_What is needed_.
Please continue the article on traditional versus Roth IRAs from the point where it ends.

Traditional vs Roth IRA: Key Differences, Advantages, and Disadvantages

Traditional vs Roth IRA: Key Differences, Advantages, and Disadvantages
Point Editorial

Planning for retirement is important, and you may find all of the options out there overwhelming. First developed in 1974 and 1997, respectively, the purpose of an individual retirement account (IRA) is to promote long-term savings and investments. 

There are two common types of IRA accounts: the traditional IRA and the Roth IRA. 

Though these two plans are very similar, the most notable difference is the tax advantages. With a traditional IRA, your taxes are lower while you work and make contributions. Once you are 59 ½ or older, you can withdraw your amassed funds penalty-free. With a Roth IRA, your funds are tax-free, and you can take them whenever you want. 

Read on to learn more about what encompasses a traditional IRA, what a Roth IRA is, and how these plans compare.

Key differences between a traditional and Roth IRA

Broken down below are the main features that define both a conventional IRA and a Roth IRA. 

Contribution limits

As of 2021, the maximum annual contribution for a traditional IRA is $6,000 every year. This increases to $7,000 if you’re over the age of 50. The same limits apply to Roth IRA contributions. 


If you withdraw your retirement savings before age 59 ½ from a traditional plan, you will face a 10 percent penalty on the amount you withdraw. There are some exceptions to this rule.

Traditional IRA withdrawals are considered regular taxable income by the government, and you must withdraw these funds after age 72. 

Roth IRAs offer tax-free withdrawals and you can withdraw your savings whenever you’d like once five years pass after your first contribution.

Tax breaks

Traditional IRA contributions are tax-deferred, meaning your contributions have tax-free growth and are deductible. You’ll have to pay taxes when withdrawing the money after retirement, though.

With a Roth IRA, you don’t receive any tax deductions while still in the workforce, meaning that your contributions are taxed. If you’re in a higher tax bracket, you’ll pay more to have a Roth IRA as you’re depositing income. However, once you retire, you won’t have to pay taxes on your withdrawals.  

Income limits

Generally, a traditional IRA is better suited for individuals in a lower tax bracket. Roth IRA funds may be more appropriate for higher income individuals because these parties can typically afford the added monthly taxes.

_Given data_.
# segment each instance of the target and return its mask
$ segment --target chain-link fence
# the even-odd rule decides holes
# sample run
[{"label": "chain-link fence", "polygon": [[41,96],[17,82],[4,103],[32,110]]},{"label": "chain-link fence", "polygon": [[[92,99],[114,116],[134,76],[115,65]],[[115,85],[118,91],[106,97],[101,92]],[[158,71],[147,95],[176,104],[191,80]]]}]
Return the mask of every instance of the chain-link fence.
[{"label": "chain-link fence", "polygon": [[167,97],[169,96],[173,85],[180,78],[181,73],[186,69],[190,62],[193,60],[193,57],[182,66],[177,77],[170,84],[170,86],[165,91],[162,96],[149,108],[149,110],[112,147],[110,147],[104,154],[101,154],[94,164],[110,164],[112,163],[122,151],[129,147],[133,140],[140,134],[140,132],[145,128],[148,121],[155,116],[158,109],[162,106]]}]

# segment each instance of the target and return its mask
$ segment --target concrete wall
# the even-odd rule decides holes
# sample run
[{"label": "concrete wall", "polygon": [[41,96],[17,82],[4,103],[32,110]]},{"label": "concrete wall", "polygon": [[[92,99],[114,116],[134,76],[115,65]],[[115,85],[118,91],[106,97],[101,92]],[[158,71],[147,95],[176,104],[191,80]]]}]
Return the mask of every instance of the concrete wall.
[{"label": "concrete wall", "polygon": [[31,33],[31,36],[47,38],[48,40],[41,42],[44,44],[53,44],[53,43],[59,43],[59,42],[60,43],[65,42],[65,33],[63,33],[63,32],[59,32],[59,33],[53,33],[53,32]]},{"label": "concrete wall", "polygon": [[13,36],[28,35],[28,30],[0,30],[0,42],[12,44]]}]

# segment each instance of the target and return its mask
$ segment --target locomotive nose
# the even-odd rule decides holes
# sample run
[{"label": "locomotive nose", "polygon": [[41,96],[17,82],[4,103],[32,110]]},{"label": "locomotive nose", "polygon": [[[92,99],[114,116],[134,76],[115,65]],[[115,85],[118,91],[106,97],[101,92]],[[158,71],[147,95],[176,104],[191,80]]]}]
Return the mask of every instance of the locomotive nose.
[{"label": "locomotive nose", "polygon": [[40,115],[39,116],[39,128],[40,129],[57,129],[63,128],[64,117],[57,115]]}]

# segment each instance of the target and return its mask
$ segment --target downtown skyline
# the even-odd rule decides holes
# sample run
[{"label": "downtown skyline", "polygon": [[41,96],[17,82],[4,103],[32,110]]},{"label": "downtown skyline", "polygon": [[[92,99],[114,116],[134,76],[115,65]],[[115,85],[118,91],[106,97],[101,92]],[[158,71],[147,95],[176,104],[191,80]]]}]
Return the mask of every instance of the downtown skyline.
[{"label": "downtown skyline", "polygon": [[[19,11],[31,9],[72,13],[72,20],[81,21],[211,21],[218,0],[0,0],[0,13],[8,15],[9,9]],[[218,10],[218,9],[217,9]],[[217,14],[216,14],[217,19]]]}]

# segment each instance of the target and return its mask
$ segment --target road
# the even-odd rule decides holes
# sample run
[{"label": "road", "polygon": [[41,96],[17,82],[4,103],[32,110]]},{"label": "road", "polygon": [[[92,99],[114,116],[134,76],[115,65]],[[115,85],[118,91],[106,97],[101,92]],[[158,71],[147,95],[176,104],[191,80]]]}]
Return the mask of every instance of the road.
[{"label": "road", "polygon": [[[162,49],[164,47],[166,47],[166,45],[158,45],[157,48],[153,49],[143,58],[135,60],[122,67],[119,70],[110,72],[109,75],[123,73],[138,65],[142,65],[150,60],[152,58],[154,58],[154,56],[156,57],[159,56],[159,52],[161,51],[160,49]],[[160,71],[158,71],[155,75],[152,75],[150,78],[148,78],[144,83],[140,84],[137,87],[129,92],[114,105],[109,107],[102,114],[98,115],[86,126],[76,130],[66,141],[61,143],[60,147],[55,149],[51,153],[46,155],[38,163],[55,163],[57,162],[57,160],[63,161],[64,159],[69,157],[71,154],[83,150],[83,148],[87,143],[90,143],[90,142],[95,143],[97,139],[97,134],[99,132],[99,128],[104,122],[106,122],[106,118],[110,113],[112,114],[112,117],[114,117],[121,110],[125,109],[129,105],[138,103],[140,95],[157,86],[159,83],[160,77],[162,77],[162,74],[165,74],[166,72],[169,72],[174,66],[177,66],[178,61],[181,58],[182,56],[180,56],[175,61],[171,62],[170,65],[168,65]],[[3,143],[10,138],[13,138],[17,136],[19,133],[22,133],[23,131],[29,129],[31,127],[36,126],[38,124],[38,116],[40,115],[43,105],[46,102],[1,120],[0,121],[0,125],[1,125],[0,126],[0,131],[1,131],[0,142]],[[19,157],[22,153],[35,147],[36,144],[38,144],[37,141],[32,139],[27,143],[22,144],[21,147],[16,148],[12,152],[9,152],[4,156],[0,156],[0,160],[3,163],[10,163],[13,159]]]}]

_Result for this exercise_.
However, anyone who earns a working wage can contribute to a traditional IRA. Roth IRAs have restrictions based on income and relationship status. As of 2021, single individuals can add money to their Roth savings plan as long as they have a modified adjusted gross income (MAGI) of $140,000. Married couples must make less than $208,000 or they won’t be eligible for the Roth plan. The Roth IRA targets a smaller demographic because of its income limits. 

Remember, the contribution amounts are identical to the traditional plan; they’re simply taxed when deposited, not withdrawn. These limitations have been put in place to try and make the playing field more equal between employees. 

The main question you should consider in choosing between a traditional IRA and a Roth IRA is whether you’d rather receive your tax benefits now or in the future.

Special considerations for a traditional and Roth IRA

Those with permanent disabilities and certain medical expenses don’t have to pay the early withdrawal penalty on any IRA. 

When deciding which type of plan is best for you, your biggest consideration should be which income tax bracket you qualify for. You’ll have to take the time to figure out whether you’ll pay more in taxes if you choose to take a break now or down the road. It all comes down to when you’d prefer to reap the benefits. 

You’re permitted to contribute to both types of savings accounts, but this can be costly as you’ll be setting aside double the savings. This may be wise if you don’t know what your tax situation will look like later on. Don’t be afraid to consult a financial planner or another professional for a second opinion.